◆ **Short exercise**
Give the entries below as a two-column CSV with the headers instruction and answer, one row per entry. Put each entry's text and its answer in a single quoted field each, turn line breaks into spaces, and leave the pictures out.
===== Records shown
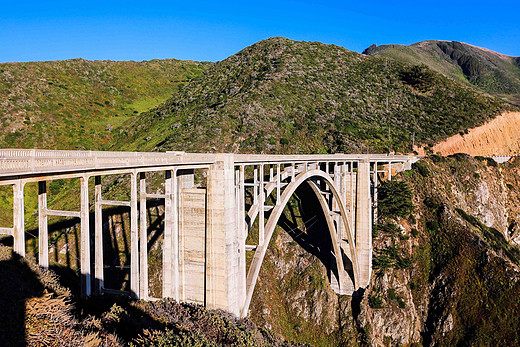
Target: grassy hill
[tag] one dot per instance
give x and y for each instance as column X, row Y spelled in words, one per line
column 489, row 71
column 280, row 95
column 77, row 104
==========
◆ **Task response**
instruction,answer
"Target: grassy hill [tag] one dot per instance give x and y for each instance as column X, row Y spelled in words, one per line","column 489, row 71 column 280, row 95 column 77, row 104"